■ Problem details ■
Rewrite the entries from the line containing "If you could mark the white" through the last line of the entries, both included, keeping every line and request, and scale each x and y pixel coordinate in the answers by 1.85, rounding to whole numbers with halves going up.

'''

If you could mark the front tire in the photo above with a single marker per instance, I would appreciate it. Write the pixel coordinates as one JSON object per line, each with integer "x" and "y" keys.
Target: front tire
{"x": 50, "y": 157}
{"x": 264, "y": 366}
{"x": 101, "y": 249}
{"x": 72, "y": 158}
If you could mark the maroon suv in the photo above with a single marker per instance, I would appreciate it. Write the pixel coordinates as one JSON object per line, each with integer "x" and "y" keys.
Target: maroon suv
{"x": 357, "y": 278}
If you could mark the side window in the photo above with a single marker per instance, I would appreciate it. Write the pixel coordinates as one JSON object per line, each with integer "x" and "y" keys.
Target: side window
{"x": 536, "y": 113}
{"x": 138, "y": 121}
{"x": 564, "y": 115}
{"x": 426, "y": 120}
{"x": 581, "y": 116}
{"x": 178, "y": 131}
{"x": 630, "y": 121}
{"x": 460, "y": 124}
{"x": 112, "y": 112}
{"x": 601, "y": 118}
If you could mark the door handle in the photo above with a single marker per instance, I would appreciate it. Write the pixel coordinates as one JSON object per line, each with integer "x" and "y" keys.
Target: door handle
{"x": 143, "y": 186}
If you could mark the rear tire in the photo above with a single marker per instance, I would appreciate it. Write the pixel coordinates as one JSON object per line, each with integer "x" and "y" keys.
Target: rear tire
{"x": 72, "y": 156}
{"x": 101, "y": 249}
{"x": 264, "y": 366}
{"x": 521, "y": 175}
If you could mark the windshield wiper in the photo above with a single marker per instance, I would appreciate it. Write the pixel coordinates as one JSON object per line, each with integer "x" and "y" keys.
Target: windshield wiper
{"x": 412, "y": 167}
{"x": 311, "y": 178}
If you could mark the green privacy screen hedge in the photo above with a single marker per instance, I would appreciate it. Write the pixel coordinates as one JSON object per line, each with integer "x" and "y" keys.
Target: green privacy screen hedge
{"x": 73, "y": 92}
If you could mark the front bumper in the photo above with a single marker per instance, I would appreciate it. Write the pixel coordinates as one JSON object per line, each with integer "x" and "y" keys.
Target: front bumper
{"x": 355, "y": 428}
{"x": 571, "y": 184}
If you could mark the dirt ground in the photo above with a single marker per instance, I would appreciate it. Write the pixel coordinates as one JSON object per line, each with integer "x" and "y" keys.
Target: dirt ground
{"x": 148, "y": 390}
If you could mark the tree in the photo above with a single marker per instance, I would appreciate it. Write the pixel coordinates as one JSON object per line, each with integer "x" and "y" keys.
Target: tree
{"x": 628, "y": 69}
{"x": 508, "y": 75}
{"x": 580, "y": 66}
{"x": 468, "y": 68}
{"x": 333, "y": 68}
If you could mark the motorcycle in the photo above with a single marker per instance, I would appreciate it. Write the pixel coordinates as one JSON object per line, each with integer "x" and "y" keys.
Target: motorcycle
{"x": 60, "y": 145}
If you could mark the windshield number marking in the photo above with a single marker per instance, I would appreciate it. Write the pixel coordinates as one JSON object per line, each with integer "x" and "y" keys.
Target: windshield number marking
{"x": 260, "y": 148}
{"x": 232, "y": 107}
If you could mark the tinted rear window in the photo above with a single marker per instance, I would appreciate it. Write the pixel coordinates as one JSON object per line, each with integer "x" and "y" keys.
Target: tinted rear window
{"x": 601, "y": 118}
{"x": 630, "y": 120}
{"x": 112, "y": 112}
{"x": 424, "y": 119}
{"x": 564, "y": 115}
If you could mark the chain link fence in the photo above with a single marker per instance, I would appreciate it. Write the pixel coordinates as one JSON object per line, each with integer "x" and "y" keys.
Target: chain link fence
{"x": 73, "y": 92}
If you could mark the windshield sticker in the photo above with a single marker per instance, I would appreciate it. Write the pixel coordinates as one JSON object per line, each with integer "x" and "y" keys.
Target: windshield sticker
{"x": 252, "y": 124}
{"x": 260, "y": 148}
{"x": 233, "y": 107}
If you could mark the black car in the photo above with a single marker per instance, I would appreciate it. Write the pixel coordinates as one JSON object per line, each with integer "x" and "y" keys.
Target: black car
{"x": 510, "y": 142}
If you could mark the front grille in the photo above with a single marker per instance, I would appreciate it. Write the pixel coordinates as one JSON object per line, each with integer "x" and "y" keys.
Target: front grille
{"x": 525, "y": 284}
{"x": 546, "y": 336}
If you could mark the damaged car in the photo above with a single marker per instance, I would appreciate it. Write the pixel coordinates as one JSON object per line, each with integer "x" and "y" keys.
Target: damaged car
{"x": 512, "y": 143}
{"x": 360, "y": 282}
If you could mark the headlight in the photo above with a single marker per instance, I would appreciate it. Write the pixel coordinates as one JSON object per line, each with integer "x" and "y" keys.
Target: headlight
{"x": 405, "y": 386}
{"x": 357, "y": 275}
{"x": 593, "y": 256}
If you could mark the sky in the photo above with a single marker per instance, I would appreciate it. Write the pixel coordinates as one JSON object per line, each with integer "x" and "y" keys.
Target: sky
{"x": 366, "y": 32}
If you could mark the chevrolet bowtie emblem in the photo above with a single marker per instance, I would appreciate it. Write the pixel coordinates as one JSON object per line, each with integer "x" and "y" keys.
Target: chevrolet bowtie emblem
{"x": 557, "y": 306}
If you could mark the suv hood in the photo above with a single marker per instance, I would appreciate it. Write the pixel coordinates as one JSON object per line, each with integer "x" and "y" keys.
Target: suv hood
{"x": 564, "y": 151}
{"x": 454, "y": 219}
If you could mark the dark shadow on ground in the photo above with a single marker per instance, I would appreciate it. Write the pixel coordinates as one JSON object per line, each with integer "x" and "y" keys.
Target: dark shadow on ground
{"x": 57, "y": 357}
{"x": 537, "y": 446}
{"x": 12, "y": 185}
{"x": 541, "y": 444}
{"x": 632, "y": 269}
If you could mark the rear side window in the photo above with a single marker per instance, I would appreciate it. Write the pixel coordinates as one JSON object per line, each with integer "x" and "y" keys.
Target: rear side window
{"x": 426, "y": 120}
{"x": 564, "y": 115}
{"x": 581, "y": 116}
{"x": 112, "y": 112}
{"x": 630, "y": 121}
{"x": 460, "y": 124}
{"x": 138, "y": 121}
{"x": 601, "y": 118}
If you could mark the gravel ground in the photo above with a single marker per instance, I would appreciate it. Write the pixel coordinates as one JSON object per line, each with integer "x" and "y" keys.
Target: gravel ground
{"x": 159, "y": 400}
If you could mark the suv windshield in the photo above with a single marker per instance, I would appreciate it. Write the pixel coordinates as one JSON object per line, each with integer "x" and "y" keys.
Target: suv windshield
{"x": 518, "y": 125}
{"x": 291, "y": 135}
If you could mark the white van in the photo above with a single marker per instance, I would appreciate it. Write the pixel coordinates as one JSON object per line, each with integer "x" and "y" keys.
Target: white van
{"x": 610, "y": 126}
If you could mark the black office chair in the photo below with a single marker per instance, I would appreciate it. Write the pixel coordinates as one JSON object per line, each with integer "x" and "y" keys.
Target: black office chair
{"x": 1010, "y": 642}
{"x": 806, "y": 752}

'''

■ Answer to the exercise ■
If you could mark the white van in the photo above with a single marker per instance, I would appreciate it. Write the pixel coordinates as one JSON object per line, each with integer "x" and "y" keys.
Target: white van
{"x": 1129, "y": 233}
If you could mark the black office chair in the photo below with a single marker per instance, I would appreciate it. Write the pixel coordinates as one JSON object per line, each with integer "x" and "y" keys.
Target: black office chair
{"x": 1869, "y": 1188}
{"x": 1491, "y": 1391}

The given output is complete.